Out of ideas, I decided to give Intel’s VTune Amplifier profiler a shot, which immediately flagged low parallelism as a problem and pointed me to a spinlock in the RtlFreeHeap function of ntdll.dll that was blocking threads and consuming most of the runtime. Thanks, Microsoft, for reminding me to not produce pathological memory allocation patterns I guess? Best I could tell, what triggers this is making multiple fairly large (KB-MB) allocations in several threads, and then deallocating them soon afterwards.

This problem was mostly sidestepped by reducing the size of temporary allocations performed by the query engine, which is something I wanted to do anyway, but some (less optimized) queries are still affected by this. Compiling under Linux, where Rust will link jemalloc as the memory allocator by default, gives massive speedups on those queries. Unfortunately there doesn’t seem to be a way to compile with jemalloc under Windows at the moment but I think there is some work in that direction.

Benchmarks

Rust includes an (unstable) benchmarking framework that is integrated with the testing framework and makes it super easy to define and run (micro) benchmarks. The benchcmp tool makes it very convenient to compare outputs of different benchmark runs. One limitation I have run into as I started to use larger data sets and longer running benchmarks is that currently the benchmarking framework will run each benchmark case at least 350 times, but by and large it has been very useful and convenient. I’ve also heard good things about criterion but the built-in benchmarking has worked well enough for me so far.

Items:
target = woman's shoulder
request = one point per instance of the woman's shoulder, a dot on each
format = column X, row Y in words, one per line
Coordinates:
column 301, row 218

Work instructions:
[1] In the profiling and benchmarks text, why do the less optimized queries run much faster when compiled under Linux?
[2] Write out the stretch of the profiling and benchmarks text from "Rust includes an" through "for me so far.", word for word.

Answers for the tasks:
[1] Under Linux, Rust links jemalloc as the memory allocator by default. Compiling there gives massive speedups on the queries that are still affected by the allocation problem seen on Windows.

[2]
Rust includes an (unstable) benchmarking framework that is integrated with the testing framework and makes it super easy to define and run (micro) benchmarks. The benchcmp tool makes it very convenient to compare outputs of different benchmark runs. One limitation I have run into as I started to use larger data sets and longer running benchmarks is that currently the benchmarking framework will run each benchmark case at least 350 times, but by and large it has been very useful and convenient. I’ve also heard good things about criterion but the built-in benchmarking has worked well enough for me so far.